— INSTRUCTION 1 —
Answer these from the energy passage and the comment under it, one answer per line:
(a) By how much have wind and solar power in China increased since 2008?
(b) How much did China spend buying overseas oil and gas assets, and over how long?
(c) On what date was the comment from sarastro92 posted?

Ambrose Evans-Pritchard really does write some drivel at times. Take this example from his latest article on Hinkley Point, which I highlighted earlier:


It is much the same story across the nexus of clean energy technologies. The US and China were shocked by the energy crisis in 2007-2008, fearing a threat to national security. Each has since launched a massive push for alternative home-grown sources of power and fuel, and for ways to cut use.

There is no doubt that the oil price spike then led to a re-think of energy policies. But what have the two countries actually done since?


We all know that Obama has done his utmost to shut down the US coal industry and restrict development of oil and gas fields. Nobody would seriously argue that these actions will enhance national energy security. On the contrary, they will only serve to increase reliance on foreign sources of energy, not to mention Chinese solar panels.




As for China, whilst wind and solar power have increased by 47 Mtoe since 2008:




Consumption of fossil fuels has jumped by 601 Mtoe.





There is no doubt that the Chinese Government is extremely concerned about energy security, as they have realised just how important it is to their economy. That is why China is building new coal power stations and opening new coal mines.

That is why they are developing new oil and gas fields, and doing deals with Russia including the building of oil pipelines.

That is also why they spent $73 billion in three years, buying up overseas oil and gas assets.   


It is a pity that Obama, AEP, or, seemingly, anybody else in Western governments has not realised how important energy is to our economies. If they had, they would not be clinging to AEP’s renewable fantasy.

  1. sarastro92 permalink
    September 17, 2016 6:33 pm

    No matter how many times it;’s documented that the Chinese are vastly expanding their fossil fuel energy base for decades to come, the Green Malthusian elites in the West will pretend that the rest of the world is solidly behind their plans for economic suicide.

— RECORDS FOR PROCESSING —
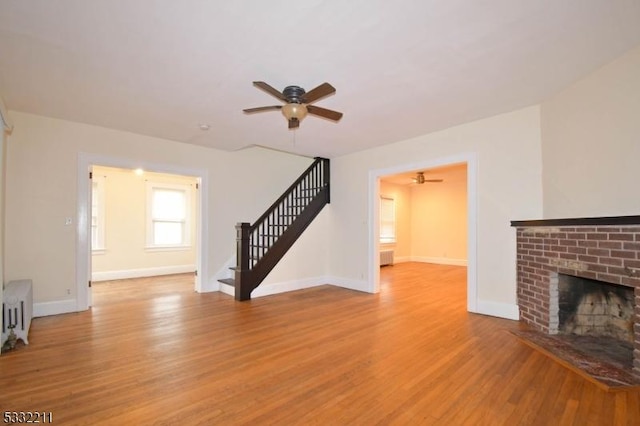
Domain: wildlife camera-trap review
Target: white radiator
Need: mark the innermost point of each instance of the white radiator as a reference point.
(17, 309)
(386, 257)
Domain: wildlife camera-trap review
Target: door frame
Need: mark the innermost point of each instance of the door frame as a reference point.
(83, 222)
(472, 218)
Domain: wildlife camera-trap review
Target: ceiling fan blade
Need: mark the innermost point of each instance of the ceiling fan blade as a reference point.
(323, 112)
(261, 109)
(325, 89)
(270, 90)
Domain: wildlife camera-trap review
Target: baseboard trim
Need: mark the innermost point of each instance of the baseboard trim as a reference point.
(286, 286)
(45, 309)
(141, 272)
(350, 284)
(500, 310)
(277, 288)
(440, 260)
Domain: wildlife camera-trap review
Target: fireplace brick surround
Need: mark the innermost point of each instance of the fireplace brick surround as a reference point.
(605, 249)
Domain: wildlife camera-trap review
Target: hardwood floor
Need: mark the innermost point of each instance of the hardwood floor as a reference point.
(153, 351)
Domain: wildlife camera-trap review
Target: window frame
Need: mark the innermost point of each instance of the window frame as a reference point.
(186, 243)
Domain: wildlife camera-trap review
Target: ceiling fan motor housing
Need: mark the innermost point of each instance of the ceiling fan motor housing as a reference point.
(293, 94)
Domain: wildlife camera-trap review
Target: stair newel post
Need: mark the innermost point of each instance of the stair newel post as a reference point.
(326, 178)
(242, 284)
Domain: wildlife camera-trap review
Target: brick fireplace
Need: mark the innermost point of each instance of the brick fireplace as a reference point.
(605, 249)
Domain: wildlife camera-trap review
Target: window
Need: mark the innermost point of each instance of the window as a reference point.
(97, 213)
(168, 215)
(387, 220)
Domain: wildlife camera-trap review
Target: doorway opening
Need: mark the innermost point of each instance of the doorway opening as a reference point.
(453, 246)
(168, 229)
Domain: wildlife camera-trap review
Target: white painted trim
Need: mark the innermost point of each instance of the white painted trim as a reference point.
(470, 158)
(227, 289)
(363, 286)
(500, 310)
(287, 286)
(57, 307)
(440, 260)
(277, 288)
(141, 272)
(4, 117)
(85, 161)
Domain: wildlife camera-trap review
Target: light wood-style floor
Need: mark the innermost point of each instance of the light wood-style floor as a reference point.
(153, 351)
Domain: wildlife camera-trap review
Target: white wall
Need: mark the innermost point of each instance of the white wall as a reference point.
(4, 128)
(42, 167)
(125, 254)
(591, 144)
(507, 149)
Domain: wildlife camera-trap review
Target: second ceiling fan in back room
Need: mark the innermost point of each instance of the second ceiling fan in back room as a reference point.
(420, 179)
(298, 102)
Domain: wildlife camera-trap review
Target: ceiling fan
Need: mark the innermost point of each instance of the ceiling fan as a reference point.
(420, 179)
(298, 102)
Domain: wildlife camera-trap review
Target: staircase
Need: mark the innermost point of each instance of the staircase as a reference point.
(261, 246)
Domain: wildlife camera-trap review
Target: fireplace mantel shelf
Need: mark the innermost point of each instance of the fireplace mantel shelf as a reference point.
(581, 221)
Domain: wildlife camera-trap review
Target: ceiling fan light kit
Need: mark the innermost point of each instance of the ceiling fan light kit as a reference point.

— INSTRUCTION 2 —
How many lines of the listing above contain the string "room"? Case counts, and give only the number.

— PROBLEM SOLUTION 1 —
(a) 47 Mtoe
(b) $73 billion over three years
(c) September 17, 2016

— PROBLEM SOLUTION 2 —
2